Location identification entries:
┏━━

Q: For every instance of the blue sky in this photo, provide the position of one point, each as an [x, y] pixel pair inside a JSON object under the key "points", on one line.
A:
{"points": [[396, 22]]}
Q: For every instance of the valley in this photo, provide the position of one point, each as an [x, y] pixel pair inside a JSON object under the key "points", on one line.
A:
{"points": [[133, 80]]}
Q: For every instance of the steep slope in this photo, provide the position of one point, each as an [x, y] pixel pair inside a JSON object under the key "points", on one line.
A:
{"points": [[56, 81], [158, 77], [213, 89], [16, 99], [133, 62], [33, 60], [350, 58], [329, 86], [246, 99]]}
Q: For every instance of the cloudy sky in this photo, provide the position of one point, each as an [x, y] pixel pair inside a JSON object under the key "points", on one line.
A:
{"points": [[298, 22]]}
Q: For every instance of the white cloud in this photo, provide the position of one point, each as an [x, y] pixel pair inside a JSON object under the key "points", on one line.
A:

┗━━
┏━━

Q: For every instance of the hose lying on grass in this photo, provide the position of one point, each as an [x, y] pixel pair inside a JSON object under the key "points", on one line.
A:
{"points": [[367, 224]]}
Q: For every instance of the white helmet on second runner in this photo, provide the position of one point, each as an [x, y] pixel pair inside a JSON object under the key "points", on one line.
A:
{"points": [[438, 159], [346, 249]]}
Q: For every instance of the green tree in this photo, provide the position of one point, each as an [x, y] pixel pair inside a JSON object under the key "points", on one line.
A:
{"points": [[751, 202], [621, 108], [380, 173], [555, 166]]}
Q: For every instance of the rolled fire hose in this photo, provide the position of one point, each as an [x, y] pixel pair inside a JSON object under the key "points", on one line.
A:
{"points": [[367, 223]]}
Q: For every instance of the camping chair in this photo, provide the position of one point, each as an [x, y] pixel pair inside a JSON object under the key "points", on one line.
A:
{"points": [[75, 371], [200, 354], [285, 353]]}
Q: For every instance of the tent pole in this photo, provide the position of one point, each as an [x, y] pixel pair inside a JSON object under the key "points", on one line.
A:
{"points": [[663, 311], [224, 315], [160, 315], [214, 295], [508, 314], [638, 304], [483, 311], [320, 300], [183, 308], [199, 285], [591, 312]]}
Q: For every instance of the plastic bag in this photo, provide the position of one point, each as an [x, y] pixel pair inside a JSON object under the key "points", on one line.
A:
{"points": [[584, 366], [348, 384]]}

┗━━

Pull out each line in the items above that contains the word "green" and copy it in full.

Q: For every instance of the green tree in this photo, provide the position of one point, each as an [x, y] pixel pair inside a JSON object under the key "points", on one line.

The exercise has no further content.